**TASK OBJECTIVE**
Render every entry verbatim.

**DATA EXCERPTS**
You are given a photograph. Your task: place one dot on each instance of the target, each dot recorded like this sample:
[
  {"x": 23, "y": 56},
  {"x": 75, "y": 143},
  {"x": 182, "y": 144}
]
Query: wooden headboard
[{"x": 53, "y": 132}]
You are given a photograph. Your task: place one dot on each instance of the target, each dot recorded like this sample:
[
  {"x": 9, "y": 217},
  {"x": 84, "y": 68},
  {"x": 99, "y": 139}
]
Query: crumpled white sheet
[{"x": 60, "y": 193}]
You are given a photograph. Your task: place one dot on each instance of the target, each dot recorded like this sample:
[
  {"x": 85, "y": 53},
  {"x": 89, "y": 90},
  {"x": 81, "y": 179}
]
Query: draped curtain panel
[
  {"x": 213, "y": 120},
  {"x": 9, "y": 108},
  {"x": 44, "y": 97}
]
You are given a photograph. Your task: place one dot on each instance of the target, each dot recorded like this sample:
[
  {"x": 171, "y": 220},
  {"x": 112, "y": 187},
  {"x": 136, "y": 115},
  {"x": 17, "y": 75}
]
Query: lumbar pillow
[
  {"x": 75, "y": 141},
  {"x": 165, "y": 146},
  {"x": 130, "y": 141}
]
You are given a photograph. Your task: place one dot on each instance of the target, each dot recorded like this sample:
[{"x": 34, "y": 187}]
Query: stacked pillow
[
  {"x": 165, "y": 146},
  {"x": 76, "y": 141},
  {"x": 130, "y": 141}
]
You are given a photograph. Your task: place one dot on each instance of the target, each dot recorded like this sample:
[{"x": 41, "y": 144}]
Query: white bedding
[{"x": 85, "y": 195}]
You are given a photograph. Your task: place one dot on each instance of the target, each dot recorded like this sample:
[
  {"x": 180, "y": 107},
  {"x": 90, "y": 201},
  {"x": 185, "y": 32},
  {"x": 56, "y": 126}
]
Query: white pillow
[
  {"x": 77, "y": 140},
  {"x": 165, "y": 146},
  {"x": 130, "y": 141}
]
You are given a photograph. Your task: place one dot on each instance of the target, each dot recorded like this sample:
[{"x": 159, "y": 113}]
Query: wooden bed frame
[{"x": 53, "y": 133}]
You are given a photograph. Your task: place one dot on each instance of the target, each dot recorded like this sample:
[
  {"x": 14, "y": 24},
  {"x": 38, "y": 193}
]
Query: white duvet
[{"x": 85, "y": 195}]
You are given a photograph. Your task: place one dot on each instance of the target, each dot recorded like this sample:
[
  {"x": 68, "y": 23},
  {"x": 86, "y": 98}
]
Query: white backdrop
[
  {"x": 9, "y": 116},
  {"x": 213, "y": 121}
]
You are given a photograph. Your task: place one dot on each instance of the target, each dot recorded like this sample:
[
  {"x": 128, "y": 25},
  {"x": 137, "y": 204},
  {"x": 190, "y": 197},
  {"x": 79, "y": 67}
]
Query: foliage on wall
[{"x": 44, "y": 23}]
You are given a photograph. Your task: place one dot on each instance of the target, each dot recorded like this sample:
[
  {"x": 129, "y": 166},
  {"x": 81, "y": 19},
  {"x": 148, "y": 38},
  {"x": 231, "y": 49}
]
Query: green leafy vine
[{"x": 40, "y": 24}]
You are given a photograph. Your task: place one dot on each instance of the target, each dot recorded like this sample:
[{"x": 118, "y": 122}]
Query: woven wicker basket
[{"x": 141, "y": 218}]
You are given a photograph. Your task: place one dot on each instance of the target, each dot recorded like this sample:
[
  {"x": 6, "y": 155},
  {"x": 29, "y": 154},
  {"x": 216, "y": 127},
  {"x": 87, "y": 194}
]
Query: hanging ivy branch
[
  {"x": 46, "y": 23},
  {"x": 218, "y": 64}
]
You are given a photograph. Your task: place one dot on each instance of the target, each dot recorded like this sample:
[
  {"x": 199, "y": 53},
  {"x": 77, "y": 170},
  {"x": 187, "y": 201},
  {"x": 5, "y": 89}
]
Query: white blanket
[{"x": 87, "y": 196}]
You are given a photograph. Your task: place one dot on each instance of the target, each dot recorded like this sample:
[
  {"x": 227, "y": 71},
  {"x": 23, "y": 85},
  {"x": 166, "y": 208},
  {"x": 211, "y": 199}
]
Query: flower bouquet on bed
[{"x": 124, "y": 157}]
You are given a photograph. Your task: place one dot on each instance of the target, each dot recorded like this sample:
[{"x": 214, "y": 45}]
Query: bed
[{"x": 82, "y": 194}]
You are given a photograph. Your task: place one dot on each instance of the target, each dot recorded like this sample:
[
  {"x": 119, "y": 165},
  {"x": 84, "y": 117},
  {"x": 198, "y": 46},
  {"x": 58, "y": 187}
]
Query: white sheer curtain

**SOLVED PROBLEM**
You are given a photograph. Your task: place one dot on each instance of the target, each dot recorded like this sample:
[
  {"x": 23, "y": 56},
  {"x": 75, "y": 143},
  {"x": 182, "y": 144}
]
Query: wooden headboard
[{"x": 53, "y": 132}]
You are given a photograph. Your task: place one dot on each instance of the target, each dot recorded like this sample:
[
  {"x": 9, "y": 217},
  {"x": 84, "y": 68},
  {"x": 99, "y": 139}
]
Query: crumpled white sheet
[{"x": 60, "y": 193}]
You are given a photograph. Your task: place one dot on each instance of the target, each dot recorded like this sample:
[
  {"x": 85, "y": 53},
  {"x": 89, "y": 90},
  {"x": 81, "y": 179}
]
Query: draped curtain panel
[
  {"x": 213, "y": 120},
  {"x": 9, "y": 108},
  {"x": 44, "y": 97}
]
You are given a photograph. Your task: place one dot on each instance of the target, each dot recorded like this sample:
[
  {"x": 171, "y": 220},
  {"x": 112, "y": 187},
  {"x": 136, "y": 115},
  {"x": 17, "y": 75}
]
Query: lumbar pillow
[
  {"x": 75, "y": 141},
  {"x": 165, "y": 146},
  {"x": 130, "y": 141}
]
You are given a photograph. Your task: place one dot on each instance of the target, each dot recorded like this sample:
[{"x": 34, "y": 187}]
Query: stacked pillow
[
  {"x": 165, "y": 146},
  {"x": 76, "y": 141},
  {"x": 130, "y": 141}
]
You are given a photograph. Your task: place one dot on each instance of the target, each dot recorded like this sample:
[{"x": 41, "y": 144}]
Query: white bedding
[{"x": 85, "y": 195}]
You are given a photograph. Your task: place one dot on each instance of the target, each dot recorded like this sample:
[
  {"x": 180, "y": 107},
  {"x": 90, "y": 201},
  {"x": 185, "y": 32},
  {"x": 56, "y": 126}
]
Query: white pillow
[
  {"x": 77, "y": 140},
  {"x": 165, "y": 146},
  {"x": 130, "y": 141}
]
You are given a photograph. Your task: place one dot on each instance of the target, each dot recorded like this sample:
[{"x": 159, "y": 113}]
Query: wooden bed frame
[{"x": 53, "y": 133}]
You are given a photograph. Your task: place one dot on each instance of the target, each dot recorded like this sample:
[
  {"x": 14, "y": 24},
  {"x": 38, "y": 193}
]
Query: white duvet
[{"x": 85, "y": 195}]
You are given a photograph. Your task: place one dot on each instance of the target, each dot recorded like this sample:
[
  {"x": 68, "y": 23},
  {"x": 86, "y": 98}
]
Query: white backdrop
[
  {"x": 9, "y": 116},
  {"x": 213, "y": 121}
]
You are given a photograph. Your task: place one dot on each instance of the target, each dot recorded like this sample:
[
  {"x": 128, "y": 25},
  {"x": 137, "y": 204},
  {"x": 190, "y": 197},
  {"x": 79, "y": 67}
]
Query: foliage on wall
[{"x": 44, "y": 23}]
You are given a photograph. Your task: place one dot on each instance of the target, each dot recorded like this sample:
[
  {"x": 129, "y": 166},
  {"x": 81, "y": 19},
  {"x": 148, "y": 38},
  {"x": 231, "y": 49}
]
Query: green leafy vine
[{"x": 40, "y": 24}]
You are given a photograph. Your task: place one dot on each instance of the target, each dot recorded like this sample:
[{"x": 118, "y": 122}]
Query: woven wicker basket
[{"x": 141, "y": 218}]
You are given a photograph. Your task: place one dot on each instance of the target, each dot recorded like this sample:
[
  {"x": 6, "y": 155},
  {"x": 29, "y": 154},
  {"x": 216, "y": 127},
  {"x": 87, "y": 194}
]
Query: hanging ivy branch
[
  {"x": 46, "y": 23},
  {"x": 218, "y": 64}
]
You are given a photograph. Your task: place one dot on each instance of the target, each dot recorded like this sample:
[
  {"x": 199, "y": 53},
  {"x": 77, "y": 170},
  {"x": 187, "y": 201},
  {"x": 5, "y": 89}
]
Query: white blanket
[{"x": 87, "y": 196}]
You are given a photograph. Your task: place one dot on each instance of the target, each dot recorded like this sample:
[
  {"x": 227, "y": 71},
  {"x": 23, "y": 85},
  {"x": 166, "y": 208},
  {"x": 211, "y": 199}
]
Query: flower bouquet on bed
[{"x": 124, "y": 157}]
You are given a photograph. Your task: place one dot on each instance of the target, each dot recorded like this sample:
[{"x": 214, "y": 45}]
Query: bed
[{"x": 82, "y": 194}]
You are given a photograph. Your task: place one dot on each instance of the target, each dot recorded like this sample:
[
  {"x": 119, "y": 165},
  {"x": 84, "y": 117},
  {"x": 198, "y": 46},
  {"x": 58, "y": 187}
]
Query: white sheer curtain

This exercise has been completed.